**Do this:**
Pick out every line in the items below that contains the word "blurred", and copy each one.

(Entries from a dataset)
######
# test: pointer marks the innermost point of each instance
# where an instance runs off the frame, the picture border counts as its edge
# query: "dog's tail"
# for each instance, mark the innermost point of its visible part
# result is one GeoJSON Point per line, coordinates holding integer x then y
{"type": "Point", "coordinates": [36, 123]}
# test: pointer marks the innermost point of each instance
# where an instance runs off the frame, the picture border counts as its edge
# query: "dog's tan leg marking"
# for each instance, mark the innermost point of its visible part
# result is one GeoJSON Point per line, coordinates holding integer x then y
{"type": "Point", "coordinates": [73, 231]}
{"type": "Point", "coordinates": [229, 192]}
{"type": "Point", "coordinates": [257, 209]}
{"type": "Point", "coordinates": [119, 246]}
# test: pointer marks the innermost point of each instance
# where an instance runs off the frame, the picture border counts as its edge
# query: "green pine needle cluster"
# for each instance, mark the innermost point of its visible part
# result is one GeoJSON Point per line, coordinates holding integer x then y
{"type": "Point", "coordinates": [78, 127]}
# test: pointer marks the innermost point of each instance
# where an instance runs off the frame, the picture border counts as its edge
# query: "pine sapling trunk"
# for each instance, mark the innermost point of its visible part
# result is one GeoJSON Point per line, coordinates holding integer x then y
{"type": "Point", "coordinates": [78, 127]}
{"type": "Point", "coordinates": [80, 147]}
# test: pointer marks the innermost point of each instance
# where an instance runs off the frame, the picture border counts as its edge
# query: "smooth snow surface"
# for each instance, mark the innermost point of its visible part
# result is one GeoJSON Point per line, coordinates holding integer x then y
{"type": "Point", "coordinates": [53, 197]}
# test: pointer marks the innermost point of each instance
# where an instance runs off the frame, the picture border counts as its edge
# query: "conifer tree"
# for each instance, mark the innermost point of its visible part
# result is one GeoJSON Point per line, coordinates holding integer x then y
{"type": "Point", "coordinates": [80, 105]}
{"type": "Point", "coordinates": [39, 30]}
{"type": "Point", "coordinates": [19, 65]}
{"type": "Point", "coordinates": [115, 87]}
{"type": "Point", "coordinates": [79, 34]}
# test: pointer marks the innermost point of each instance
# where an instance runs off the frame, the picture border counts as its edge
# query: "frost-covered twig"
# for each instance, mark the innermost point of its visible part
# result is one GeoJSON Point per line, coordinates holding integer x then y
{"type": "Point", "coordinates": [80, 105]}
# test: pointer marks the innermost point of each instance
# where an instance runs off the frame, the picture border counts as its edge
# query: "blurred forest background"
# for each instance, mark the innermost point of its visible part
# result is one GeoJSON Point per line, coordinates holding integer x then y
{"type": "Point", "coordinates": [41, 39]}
######
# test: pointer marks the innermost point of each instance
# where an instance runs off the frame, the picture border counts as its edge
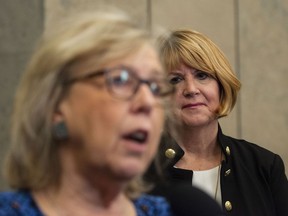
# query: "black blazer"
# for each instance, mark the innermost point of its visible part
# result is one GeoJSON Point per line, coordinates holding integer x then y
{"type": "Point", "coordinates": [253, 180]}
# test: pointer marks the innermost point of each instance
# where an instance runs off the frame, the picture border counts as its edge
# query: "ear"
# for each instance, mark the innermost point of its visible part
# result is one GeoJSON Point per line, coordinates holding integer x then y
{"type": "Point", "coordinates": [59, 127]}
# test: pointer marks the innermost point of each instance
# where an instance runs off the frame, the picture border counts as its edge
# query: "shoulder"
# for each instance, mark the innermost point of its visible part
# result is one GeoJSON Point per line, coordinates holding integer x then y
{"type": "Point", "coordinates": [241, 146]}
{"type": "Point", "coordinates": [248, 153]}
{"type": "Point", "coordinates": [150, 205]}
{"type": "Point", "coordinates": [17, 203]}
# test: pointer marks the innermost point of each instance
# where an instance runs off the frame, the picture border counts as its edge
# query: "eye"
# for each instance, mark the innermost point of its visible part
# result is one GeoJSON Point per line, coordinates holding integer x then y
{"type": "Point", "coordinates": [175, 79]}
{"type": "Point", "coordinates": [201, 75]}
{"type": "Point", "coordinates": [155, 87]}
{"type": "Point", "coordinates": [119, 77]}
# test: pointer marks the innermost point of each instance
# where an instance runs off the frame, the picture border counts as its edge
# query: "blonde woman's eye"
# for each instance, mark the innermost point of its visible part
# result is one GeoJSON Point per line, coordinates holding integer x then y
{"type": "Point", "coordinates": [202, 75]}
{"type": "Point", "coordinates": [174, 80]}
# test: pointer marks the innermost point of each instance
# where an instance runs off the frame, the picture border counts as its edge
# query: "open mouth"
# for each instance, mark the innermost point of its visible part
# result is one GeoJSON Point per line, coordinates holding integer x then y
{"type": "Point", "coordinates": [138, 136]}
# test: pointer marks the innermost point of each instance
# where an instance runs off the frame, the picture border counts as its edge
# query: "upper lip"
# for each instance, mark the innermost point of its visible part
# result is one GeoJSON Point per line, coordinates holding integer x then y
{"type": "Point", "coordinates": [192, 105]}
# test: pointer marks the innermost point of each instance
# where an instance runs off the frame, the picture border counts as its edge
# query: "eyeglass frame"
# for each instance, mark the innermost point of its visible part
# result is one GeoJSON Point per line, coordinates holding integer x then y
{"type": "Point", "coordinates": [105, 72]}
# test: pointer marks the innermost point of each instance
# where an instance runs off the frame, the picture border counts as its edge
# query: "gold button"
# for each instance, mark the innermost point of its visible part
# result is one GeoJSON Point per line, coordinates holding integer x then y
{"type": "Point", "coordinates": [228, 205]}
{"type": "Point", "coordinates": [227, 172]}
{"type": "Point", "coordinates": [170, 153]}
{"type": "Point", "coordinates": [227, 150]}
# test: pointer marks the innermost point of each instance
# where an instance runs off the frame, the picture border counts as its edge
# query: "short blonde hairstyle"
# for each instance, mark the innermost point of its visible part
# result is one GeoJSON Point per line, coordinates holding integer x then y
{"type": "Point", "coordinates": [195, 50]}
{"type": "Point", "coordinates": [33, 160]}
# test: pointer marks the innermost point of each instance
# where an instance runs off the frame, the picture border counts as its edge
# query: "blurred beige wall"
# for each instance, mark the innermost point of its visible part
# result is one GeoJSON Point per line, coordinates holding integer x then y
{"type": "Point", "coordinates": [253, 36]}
######
**Result:**
# query: "blurred forest background"
# query: "blurred beige wall"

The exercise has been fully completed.